**EXCERPT**
Loopy.. I understand why the board was created, but making so that only women are the ones who post, that is a bit sexist. There are many men on this board married to or in a long term relationship with bbws.. who have some insight on the very issues we are discussing, How their wives have worked with PCOS, or health problems dealing with their weight, or how their wives didn't believe they were into them, how certain meds helped their wives with depression, or maybe even good doctors their wives/girlfriends went to to deal with depression or body issues. Their wives might not be active on the boards and some of the topics in this forum can give them a chance to pass along that information, however because the forum is only for women, they are not encouraged to share the info. I just think that closing it to men you may lose some valuable information that can be shared. To top it off, I have seen some post where men have had some good advice and were slammed because it is a womans forum. 

This topic in particular, is a topic where you want men to answer to. The OP is asking for reassurance that she can be attractive to a man who in the past has only dated thin women. Who better can answer than than a man that was in that position.. where he dated only thin women and then dated a bbw. As women we can give opinions from our experiences, but we can not give her some understanding of the male mind better than another male.

**DATA ROWS**
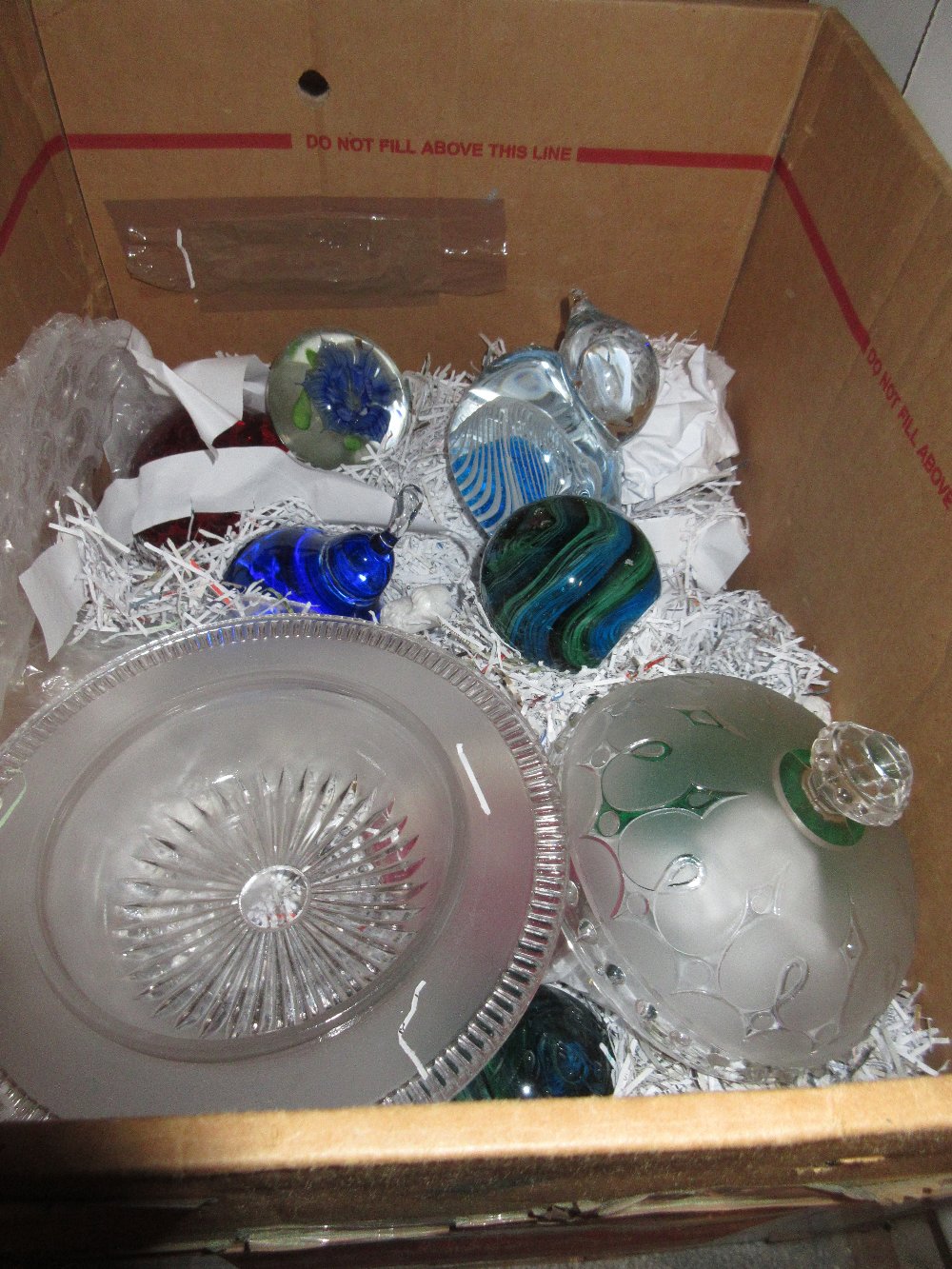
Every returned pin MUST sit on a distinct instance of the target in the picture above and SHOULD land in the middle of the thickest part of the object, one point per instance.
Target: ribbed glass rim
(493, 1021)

...

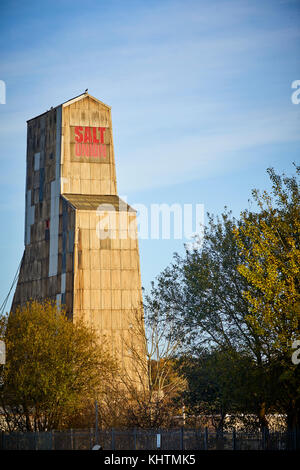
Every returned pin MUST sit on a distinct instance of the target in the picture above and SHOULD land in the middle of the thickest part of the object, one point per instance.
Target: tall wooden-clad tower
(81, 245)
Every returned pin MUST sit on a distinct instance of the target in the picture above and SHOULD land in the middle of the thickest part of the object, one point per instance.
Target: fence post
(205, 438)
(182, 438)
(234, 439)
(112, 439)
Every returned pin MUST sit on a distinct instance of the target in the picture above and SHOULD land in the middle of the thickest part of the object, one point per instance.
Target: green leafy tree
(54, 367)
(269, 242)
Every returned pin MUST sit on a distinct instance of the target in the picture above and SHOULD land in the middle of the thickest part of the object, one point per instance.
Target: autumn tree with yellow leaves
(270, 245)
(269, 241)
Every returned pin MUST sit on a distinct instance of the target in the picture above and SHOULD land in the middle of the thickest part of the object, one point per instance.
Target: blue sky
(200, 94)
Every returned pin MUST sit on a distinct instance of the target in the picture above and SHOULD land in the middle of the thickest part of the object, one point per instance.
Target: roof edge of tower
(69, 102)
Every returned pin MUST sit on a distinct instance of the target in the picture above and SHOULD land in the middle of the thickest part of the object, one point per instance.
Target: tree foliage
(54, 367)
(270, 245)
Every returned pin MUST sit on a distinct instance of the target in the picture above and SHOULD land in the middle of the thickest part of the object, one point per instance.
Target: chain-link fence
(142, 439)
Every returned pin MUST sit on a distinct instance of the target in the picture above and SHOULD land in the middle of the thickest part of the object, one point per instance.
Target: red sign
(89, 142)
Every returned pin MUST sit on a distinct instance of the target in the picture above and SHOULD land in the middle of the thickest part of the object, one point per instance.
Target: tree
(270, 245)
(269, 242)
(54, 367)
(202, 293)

**TASKS FOR THIS EXERCISE**
1. In the forum post, what is the original poster seeking reassurance about?
2. Repeat the forum post from "This topic in" up to and including "than another male.".
3. Pick up the forum post about the women-only board where it stops and keep writing it.
The items have nothing to do with this.

**THE REPLIES**
1. That she can be attractive to a man who in the past has only dated thin women.

2.
This topic in particular, is a topic where you want men to answer to. The OP is asking for reassurance that she can be attractive to a man who in the past has only dated thin women. Who better can answer than than a man that was in that position.. where he dated only thin women and then dated a bbw. As women we can give opinions from our experiences, but we can not give her some understanding of the male mind better than another male.

3.
If you wonder why some forums are not as active, maybe it is because some people are discouraged to post on topics that they can share information on. IJS.. maybe with these new changes, it might be prudent to maybe revise the rule of BBW forum only being for BBWs.

***Just as a caveat, sometimes posters (specially those new to the boards) do not know where to post new topics and so they show up in some forms that are protected. It is then up to the moderators to move it to where it needs to go. However since there are no dedicated moderators checking on forums 24/7, it takes a while for the threads to be moved to where they belong. I just don't feel that because a poster doesn't put it in the right forum it should be blocked to those that want to respond to it. IJS..


----------



## agouderia (Jul 3, 2015)

Lucca - all of what you write is correct - that's the way it's supposed to be in an ideal world.

The men at Dims have no less than 14 different discussion forums (counting out BHM/FFA and GLBTQ) on which they can give their (indeed often very important) perspective, share experiences and advice or plain objectify BBWs if they want to.

This is the only forum which is reserved exclusively for female perspective and discussion. That might be all sorts of things - sexist is not one of them.

You do have a point that it could be meaningful to make that clearer already in the title of the forum, not only in the forum guidelines (.... although it's ironically mostly not the newbies around here who 'accidentally overlook' this rule).


----------



## WTF (Jul 3, 2015)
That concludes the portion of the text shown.